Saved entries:
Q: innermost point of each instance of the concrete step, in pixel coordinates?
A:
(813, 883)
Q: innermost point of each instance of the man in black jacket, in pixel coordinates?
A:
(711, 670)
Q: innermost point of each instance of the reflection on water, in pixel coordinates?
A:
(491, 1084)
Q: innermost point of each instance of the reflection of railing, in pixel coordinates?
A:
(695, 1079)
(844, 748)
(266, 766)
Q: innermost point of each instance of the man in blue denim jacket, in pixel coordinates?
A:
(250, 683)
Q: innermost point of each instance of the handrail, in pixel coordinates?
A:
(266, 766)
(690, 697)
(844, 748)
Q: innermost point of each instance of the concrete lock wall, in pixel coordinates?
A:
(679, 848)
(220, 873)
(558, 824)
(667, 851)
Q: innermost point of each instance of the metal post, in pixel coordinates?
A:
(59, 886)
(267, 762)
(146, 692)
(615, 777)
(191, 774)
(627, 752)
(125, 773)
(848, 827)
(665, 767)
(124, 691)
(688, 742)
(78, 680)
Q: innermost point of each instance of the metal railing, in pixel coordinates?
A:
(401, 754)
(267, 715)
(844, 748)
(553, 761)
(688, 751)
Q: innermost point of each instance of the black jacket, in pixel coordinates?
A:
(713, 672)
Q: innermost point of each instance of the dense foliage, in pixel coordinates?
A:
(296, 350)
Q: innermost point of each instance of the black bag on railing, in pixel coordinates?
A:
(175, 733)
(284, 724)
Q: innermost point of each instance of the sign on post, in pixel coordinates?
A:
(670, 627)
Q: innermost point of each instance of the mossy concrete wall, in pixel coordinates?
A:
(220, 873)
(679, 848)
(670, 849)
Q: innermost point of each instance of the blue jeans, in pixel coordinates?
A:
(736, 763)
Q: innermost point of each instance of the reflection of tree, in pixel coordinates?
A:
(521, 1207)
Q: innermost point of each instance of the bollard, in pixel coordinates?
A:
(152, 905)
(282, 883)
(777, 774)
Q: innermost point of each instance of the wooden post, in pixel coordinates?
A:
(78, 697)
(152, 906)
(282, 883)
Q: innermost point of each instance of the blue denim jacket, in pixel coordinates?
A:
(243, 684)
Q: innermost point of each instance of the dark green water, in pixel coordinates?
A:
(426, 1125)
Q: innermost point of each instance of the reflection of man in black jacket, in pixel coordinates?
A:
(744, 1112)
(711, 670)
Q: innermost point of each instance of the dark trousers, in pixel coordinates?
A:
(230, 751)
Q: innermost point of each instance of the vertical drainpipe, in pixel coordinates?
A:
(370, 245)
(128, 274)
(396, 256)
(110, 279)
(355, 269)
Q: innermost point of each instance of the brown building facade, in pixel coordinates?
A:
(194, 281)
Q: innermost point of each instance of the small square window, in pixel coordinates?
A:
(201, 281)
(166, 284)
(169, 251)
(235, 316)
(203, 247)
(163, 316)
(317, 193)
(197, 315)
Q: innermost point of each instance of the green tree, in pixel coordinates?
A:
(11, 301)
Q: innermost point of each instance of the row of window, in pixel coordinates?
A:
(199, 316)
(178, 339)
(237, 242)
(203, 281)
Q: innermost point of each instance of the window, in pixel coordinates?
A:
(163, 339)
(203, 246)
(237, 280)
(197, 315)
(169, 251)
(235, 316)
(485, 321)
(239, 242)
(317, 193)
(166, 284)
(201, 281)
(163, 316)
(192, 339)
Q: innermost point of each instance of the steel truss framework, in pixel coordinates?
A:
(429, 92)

About this exercise – Give back each record above exactly as written.

Answer to this exercise –
Q: innermost point of each instance of the concrete step, in pixel coordinates?
A:
(813, 883)
Q: innermost point of each instance of the man in black jacket, in pixel coordinates?
A:
(711, 670)
Q: innermost point of each instance of the reflection on water, in pixel coordinates?
A:
(491, 1084)
Q: innermost point of each instance of the reflection of railing, in pixel coordinates?
A:
(695, 1079)
(844, 748)
(266, 766)
Q: innermost point of each instance of the man in blue denim jacket, in pixel coordinates?
A:
(250, 683)
Q: innermost point of each instance of the handrail, in pixel coordinates?
A:
(266, 766)
(690, 697)
(844, 748)
Q: innermost point of each instance of the concrete lock wall, in pixel coordinates?
A:
(679, 848)
(220, 873)
(558, 824)
(667, 851)
Q: innermost point of each instance of the metal post, in pixel coordinates?
A:
(59, 886)
(267, 762)
(146, 692)
(615, 777)
(191, 774)
(627, 752)
(125, 773)
(848, 827)
(665, 767)
(124, 691)
(688, 742)
(78, 680)
Q: innermost point of each instance of the metal railing, in pixel coordinates?
A:
(401, 754)
(267, 715)
(844, 748)
(553, 761)
(688, 751)
Q: innermost point of each instance of the black jacket, in pixel coordinates?
A:
(713, 672)
Q: innermost point of each instance of the dense foliage, in pixel coordinates?
A:
(296, 350)
Q: innermost point of each instance of the black bag on railing, in pixel coordinates?
A:
(175, 733)
(284, 724)
Q: innermost point of each instance of the sign on post, in pixel coordinates?
A:
(670, 627)
Q: innermost point of each instance of the mossy concrete wall, in pixel coordinates?
A:
(220, 873)
(679, 848)
(670, 849)
Q: innermost point of each instance of the blue jeans, in pixel coordinates?
A:
(736, 763)
Q: innermost point of each instance of the reflection of tree, in pixel coordinates?
A:
(521, 1207)
Q: innermost point of each instance of the bollard, in pixel coordinates?
A:
(152, 905)
(282, 883)
(777, 774)
Q: innermost point of each instance of the wooden post, in pixel coordinates?
A:
(78, 697)
(152, 906)
(282, 883)
Q: innermost point of each instance of the blue denim jacket, in pixel coordinates?
A:
(243, 684)
Q: innermost point of each instance of the dark green water, in pixel coordinates?
A:
(426, 1125)
Q: innermost point of each instance of the reflection of man in black jacket, in pixel coordinates?
A:
(744, 1112)
(711, 670)
Q: innermost point of each instance of the dark trousers, in pixel coordinates?
A:
(230, 751)
Q: innermost point of each instance of the vertical drainpipe, in pixel coordinates?
A:
(370, 245)
(128, 274)
(396, 256)
(110, 279)
(355, 269)
Q: innermost point of each instance of the brown building facade, in pixel coordinates?
A:
(194, 281)
Q: innermost point of each instance of the small square window, in pixel coordinates?
A:
(201, 281)
(166, 284)
(169, 251)
(235, 316)
(203, 247)
(163, 316)
(317, 193)
(197, 315)
Q: innermost point of each instance of the green tree, in pixel coordinates?
A:
(11, 301)
Q: innermost point of each instance of the row of window, in pixel coordinates?
A:
(199, 316)
(178, 339)
(237, 242)
(203, 281)
Q: innermost point of each instance of the window, in pixel coordinates?
A:
(163, 339)
(203, 246)
(237, 280)
(197, 315)
(169, 251)
(235, 316)
(485, 321)
(239, 242)
(317, 193)
(166, 284)
(201, 281)
(163, 316)
(192, 339)
Q: innermost point of each instance of the steel truss framework, in pixel coordinates?
A:
(429, 92)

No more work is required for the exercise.